Passage provided »
[Lustre-discuss] Performances and fsync()

Peter Grandi pg_lus at lus.for.sabi.co.UK
Sun Dec 6 11:32:02 PST 2009


[ ... ]

>> 1.6.7.1.  I am using the new ADIO Lustre Driver and saw that
>> performances are very low. The reason of that is because the
>> write bandwidth is calculated after a call to fsync().

This is storage systems FAQ #1: committed IOP performance is not
the same as streaming buffered performance.

>> After investigations, I saw that even when the file is empty,
>> the fsync takes 10 ms.

That's pretty obvious:

[ ... ]

> [ ... ] 10ms to do a seek on a disk, so this looks like about
> a single seek for each RPC.

>> If there are more than one process, the fsync calls seems to
>> be serialized.  The time is 80 ms for 8 processes : [ ... ]

>> salloc -n 8 -N 1 mpirun time-fsync -f /mnt/romio/FILE
>> filename=/mnt/romio/FILE
>> First sync (proc 0): 0.005534
>> 03: sync : 0.019168 (err=0)
>> 07: sync : 0.028794 (err=0)
>> 01: sync : 0.038586 (err=0)
>> 05: sync : 0.048467 (err=0)
>> 02: sync : 0.058380 (err=0)
>> 00: sync : 0.068205 (err=0)
>> 04: sync : 0.078027 (err=0)
>> 06: sync : 0.087960 (err=0)

> Very strange.

Note necessarily -- IIRC Lustre metdata are not "striped". The
file is empty, and nothing is written to ti, so there should be no
traffic to the OSTs, only to the currently active MDT.

>> The same programm on an NFS file gives less than 5
>> microseconds for the same fsync() calls on 8 processes: [
>> ... ]

The NFS mount options are likely "wrong". Note that you are
using 'fsync' and not 'fdatasync', and perhaps 'noatime' is
set differently between Lustre and NFS.

>> 2) Is is possible to configure something to make this fsync()
>> run better ?

Well, a beginner text on storage systems and file systems and
transactions would be a start, so at least there would be a
basic understanding of why 10ms per 'fsync' is probably right
and 5us per 8 'fsync's is probably wrong.

> Some filesystems (e.g. Reiser4) have the dubious optimization
> of disabling fsync() all together, because it slows down
> applications too much, but if applications are calling fsync()
> it is generally for a good reason (though, I admit, not
> always).

Supplied information »
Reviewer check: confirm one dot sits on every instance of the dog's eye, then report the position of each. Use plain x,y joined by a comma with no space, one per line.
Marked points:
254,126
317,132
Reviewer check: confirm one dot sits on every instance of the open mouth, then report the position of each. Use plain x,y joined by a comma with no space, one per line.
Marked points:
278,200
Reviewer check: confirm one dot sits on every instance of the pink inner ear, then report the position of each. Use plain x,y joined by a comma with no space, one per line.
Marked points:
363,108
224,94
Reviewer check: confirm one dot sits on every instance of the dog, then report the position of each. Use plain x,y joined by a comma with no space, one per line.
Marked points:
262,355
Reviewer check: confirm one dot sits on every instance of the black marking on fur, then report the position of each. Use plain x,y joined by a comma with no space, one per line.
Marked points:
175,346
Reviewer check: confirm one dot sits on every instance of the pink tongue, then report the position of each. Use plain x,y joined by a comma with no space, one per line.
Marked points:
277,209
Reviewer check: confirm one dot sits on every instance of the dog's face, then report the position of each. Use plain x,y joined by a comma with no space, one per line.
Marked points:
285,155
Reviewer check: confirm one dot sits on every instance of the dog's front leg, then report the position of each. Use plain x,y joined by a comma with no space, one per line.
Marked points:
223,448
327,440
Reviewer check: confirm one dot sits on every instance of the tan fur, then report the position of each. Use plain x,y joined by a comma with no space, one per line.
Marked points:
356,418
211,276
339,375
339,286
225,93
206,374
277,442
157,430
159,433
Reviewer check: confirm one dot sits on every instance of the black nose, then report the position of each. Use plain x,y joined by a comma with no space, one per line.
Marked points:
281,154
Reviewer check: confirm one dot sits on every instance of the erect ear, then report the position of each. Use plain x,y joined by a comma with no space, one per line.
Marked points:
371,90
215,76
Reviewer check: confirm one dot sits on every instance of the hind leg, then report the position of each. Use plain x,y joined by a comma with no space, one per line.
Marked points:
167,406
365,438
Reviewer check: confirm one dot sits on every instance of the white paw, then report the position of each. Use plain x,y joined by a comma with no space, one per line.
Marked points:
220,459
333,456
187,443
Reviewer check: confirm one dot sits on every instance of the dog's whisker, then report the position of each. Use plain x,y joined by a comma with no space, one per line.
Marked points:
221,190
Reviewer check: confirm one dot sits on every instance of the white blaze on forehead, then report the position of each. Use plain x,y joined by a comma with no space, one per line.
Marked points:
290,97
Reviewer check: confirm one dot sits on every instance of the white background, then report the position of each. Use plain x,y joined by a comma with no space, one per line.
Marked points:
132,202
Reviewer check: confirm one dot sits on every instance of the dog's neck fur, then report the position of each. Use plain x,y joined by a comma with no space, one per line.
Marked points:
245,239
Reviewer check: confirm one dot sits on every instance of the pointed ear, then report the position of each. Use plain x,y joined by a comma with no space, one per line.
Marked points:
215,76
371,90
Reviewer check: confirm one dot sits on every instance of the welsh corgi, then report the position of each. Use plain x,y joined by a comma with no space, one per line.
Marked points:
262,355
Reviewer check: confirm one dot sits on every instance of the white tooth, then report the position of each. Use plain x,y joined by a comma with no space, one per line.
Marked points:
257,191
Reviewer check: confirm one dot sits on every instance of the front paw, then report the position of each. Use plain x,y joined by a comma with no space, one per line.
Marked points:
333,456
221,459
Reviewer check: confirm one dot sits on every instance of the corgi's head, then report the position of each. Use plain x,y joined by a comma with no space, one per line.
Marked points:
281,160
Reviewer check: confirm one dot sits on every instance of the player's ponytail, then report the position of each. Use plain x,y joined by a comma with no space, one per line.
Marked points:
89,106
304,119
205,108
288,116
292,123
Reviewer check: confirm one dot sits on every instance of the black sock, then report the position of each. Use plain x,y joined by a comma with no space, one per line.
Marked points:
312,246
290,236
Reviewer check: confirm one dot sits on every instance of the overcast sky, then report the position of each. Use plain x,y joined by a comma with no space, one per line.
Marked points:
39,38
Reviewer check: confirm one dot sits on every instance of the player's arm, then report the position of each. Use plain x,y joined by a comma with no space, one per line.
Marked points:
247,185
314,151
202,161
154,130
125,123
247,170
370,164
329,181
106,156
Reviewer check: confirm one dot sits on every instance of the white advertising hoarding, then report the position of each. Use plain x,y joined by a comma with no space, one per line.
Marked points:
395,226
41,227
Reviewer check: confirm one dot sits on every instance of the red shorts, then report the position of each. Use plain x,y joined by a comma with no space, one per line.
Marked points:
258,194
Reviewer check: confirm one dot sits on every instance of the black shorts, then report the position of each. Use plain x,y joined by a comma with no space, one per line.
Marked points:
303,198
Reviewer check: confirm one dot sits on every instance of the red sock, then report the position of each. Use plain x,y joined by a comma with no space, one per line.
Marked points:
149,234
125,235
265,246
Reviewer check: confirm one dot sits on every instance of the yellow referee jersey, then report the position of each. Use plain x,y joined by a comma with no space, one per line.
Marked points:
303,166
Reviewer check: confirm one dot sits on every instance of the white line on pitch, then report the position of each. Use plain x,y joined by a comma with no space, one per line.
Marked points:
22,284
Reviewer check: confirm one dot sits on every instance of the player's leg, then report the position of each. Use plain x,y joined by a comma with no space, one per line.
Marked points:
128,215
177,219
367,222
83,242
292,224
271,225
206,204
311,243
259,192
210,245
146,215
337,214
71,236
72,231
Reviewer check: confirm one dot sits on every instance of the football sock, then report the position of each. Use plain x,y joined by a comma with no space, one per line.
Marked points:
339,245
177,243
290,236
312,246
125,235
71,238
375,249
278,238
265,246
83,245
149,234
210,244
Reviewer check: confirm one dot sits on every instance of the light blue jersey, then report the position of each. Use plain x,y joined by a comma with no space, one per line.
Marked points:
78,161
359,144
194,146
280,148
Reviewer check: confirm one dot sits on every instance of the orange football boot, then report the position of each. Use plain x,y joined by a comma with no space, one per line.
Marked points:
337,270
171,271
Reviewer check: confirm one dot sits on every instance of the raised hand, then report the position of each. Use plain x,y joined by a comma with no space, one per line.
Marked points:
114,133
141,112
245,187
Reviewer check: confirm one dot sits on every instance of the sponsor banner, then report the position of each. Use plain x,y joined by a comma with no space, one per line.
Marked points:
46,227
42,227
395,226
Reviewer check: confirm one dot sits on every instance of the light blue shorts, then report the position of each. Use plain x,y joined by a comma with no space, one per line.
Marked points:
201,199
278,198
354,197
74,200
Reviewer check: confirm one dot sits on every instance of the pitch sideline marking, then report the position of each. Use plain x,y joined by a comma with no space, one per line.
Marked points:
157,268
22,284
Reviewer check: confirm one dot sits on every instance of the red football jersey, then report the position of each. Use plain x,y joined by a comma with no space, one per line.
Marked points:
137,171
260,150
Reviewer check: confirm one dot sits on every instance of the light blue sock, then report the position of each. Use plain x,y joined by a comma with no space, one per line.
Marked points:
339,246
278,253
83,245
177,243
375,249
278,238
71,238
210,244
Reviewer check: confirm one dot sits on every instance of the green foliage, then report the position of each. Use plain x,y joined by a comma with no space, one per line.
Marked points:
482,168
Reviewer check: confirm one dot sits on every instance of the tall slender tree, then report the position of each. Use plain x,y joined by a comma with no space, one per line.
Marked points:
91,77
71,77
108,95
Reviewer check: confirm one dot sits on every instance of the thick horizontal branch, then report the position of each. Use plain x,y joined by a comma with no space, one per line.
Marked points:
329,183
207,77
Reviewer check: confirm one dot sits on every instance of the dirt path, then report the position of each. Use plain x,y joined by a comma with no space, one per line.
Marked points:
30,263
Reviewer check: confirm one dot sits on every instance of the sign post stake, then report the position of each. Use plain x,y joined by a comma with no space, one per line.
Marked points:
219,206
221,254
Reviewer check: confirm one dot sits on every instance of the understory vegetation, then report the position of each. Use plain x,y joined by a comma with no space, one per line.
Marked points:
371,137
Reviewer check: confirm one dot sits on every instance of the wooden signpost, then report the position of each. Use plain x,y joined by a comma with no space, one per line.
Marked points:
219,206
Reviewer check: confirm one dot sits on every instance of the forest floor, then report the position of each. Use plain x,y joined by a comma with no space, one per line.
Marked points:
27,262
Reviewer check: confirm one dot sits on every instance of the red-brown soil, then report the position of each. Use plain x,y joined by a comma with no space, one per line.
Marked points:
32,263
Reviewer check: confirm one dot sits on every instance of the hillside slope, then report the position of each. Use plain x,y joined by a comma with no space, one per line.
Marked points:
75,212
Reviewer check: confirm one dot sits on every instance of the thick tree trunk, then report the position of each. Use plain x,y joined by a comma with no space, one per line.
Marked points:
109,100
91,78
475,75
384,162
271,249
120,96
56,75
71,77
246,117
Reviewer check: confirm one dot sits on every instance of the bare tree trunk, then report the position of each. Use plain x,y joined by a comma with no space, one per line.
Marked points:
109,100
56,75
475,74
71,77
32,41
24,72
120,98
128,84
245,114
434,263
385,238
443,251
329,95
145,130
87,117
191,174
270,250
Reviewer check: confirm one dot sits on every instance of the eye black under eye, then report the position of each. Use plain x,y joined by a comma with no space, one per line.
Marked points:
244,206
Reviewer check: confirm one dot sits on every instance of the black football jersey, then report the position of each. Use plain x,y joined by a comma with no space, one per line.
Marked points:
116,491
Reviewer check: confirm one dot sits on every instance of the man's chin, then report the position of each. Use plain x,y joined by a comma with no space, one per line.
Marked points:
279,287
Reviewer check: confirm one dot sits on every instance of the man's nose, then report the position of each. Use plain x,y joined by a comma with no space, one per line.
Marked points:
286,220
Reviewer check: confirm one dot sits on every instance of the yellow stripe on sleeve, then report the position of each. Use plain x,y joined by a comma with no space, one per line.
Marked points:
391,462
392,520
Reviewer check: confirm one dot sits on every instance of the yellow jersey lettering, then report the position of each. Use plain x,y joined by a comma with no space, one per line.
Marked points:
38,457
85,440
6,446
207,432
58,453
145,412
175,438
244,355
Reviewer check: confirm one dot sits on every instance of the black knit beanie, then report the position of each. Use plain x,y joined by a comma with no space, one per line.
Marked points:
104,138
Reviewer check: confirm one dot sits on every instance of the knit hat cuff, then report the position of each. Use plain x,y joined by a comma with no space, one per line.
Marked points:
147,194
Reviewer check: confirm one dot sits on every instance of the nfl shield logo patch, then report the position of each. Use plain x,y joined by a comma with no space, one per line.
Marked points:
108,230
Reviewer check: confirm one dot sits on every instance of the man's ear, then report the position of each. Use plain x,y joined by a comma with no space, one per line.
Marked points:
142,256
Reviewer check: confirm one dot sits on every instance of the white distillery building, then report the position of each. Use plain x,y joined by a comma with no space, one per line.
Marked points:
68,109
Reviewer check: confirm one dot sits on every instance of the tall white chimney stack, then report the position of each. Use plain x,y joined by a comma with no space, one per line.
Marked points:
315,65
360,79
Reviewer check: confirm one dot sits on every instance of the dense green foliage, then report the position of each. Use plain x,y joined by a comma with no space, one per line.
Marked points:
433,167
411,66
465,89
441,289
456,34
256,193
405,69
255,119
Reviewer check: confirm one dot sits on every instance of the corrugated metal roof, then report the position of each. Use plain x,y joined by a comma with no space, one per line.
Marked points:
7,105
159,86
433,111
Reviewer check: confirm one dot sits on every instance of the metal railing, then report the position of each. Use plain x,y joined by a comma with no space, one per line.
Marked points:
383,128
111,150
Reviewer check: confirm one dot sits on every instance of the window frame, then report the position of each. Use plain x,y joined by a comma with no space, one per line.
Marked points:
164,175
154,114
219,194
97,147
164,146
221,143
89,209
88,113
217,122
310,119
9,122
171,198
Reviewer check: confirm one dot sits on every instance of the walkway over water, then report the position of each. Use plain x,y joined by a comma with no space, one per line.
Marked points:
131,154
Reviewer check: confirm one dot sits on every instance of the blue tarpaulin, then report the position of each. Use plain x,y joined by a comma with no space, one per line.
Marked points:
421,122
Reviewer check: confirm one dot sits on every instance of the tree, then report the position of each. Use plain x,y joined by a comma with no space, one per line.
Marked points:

Requests »
**A.** According to the post, why do the write performances with the new ADIO Lustre driver look very low? Please answer in one to three sentences.
**B.** Return everything in the post from "This is storage" down to "for each RPC.".
The items are separate material, apart from the post.

Exercise results »
**A.** They look very low because the write bandwidth is calculated after a call to fsync(). The reply adds that committed IOP performance is not the same as streaming buffered performance.

**B.**
This is storage systems FAQ #1: committed IOP performance is not
the same as streaming buffered performance.

>> After investigations, I saw that even when the file is empty,
>> the fsync takes 10 ms.

That's pretty obvious:

[ ... ]

> [ ... ] 10ms to do a seek on a disk, so this looks like about
> a single seek for each RPC.